Go through the entries and copy each one exactly. Leave none out.

Stored data entries:
────────────────

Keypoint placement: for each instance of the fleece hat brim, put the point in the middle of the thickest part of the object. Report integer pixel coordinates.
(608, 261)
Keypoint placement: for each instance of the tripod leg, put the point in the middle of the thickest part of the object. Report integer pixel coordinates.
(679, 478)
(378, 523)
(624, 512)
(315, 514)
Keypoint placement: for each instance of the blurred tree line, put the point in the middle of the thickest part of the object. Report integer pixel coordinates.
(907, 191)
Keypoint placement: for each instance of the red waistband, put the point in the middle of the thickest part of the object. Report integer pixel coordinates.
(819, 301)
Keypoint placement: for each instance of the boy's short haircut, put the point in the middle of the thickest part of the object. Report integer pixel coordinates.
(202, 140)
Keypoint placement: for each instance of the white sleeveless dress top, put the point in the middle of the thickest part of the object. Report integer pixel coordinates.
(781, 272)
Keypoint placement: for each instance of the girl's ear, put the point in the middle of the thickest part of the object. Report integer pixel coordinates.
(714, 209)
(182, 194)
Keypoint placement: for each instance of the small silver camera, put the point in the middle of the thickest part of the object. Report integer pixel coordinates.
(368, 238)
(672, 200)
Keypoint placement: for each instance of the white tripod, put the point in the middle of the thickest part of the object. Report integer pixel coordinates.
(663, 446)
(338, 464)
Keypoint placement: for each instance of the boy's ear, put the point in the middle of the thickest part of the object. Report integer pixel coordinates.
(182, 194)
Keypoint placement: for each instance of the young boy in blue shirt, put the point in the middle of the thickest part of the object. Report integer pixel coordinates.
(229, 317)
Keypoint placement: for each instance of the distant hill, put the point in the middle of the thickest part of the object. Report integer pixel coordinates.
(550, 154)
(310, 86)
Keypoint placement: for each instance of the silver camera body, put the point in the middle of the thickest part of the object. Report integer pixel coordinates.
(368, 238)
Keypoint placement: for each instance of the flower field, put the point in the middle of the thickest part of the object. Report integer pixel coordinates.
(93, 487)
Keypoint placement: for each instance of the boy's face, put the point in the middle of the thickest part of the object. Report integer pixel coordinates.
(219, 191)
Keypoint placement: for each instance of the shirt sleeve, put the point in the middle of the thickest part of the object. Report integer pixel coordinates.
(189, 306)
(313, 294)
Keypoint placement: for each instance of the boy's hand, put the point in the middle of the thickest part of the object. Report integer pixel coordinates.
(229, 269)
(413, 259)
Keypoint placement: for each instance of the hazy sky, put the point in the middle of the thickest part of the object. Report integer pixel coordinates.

────────────────

**Exercise output:**
Keypoint placement: for each instance of the fleece hat brim, put the point in the middle of the thickest part of the object. Report integer pixel coordinates.
(608, 261)
Keypoint placement: for each instance of the tripod leg, put the point in the middle of the thickest part of the object. Report integer pixel coordinates.
(679, 478)
(378, 523)
(624, 512)
(315, 514)
Keypoint placement: for each instance of the blurred tree line, put the point in the middle of the thickest part of the object. Report integer pixel coordinates.
(907, 191)
Keypoint placement: for each instance of the red waistband, put the point in the middle of the thickest part of the object. Report integer pixel coordinates.
(819, 301)
Keypoint placement: for each instance of the boy's short haircut, put the point in the middle of the thickest part of the object. Report integer pixel coordinates.
(202, 140)
Keypoint placement: for each instance of the white sleeveless dress top, put the point in the middle of the thickest part of the object. Report integer pixel coordinates.
(781, 272)
Keypoint placement: for each instance of the girl's ear, put the point in the middle of the thickest part of the object. Report integer pixel coordinates.
(714, 209)
(182, 194)
Keypoint placement: for each instance of the small silver camera, put the point in the middle of the thickest part of the object. Report integer pixel coordinates.
(368, 238)
(672, 200)
Keypoint placement: for each instance of the white tripod, put the point in the middle of the thickest part of the object. Report integer pixel coordinates.
(663, 446)
(338, 464)
Keypoint placement: for each instance of the boy's ear, put the point in the middle of the thickest part of the object. Report integer pixel coordinates.
(182, 194)
Keypoint placement: for each instance of the young boy in blue shirt, put the point in the middle of the thickest part of the object. Report integer pixel coordinates.
(229, 317)
Keypoint placement: for each instance of the distant hill, put the point in the middle of the thickest part of the object. Report integer pixel coordinates.
(550, 154)
(310, 86)
Keypoint placement: for each instance of the silver camera body, put the point in the middle of the thickest part of the object. Report integer pixel coordinates.
(368, 238)
Keypoint placement: for each instance of the flower field, put the point in the middle of the thickest part of the object. Report integer pixel coordinates.
(93, 487)
Keypoint placement: for each instance of the boy's face, put the point in the middle of the thickest part of the object. Report integer pixel coordinates.
(219, 191)
Keypoint placement: for each instance of the shirt sleeve, put the point in the middle of the thickest part of the object. Report integer pixel coordinates.
(189, 306)
(313, 294)
Keypoint placement: for each instance of the boy's hand, put the point in the middle of the thickest part of the object. Report integer pixel coordinates.
(229, 269)
(413, 259)
Keypoint placement: for each instance of the hazy sky, put the point in the middle of the thickest part of the object. Report integer pixel coordinates.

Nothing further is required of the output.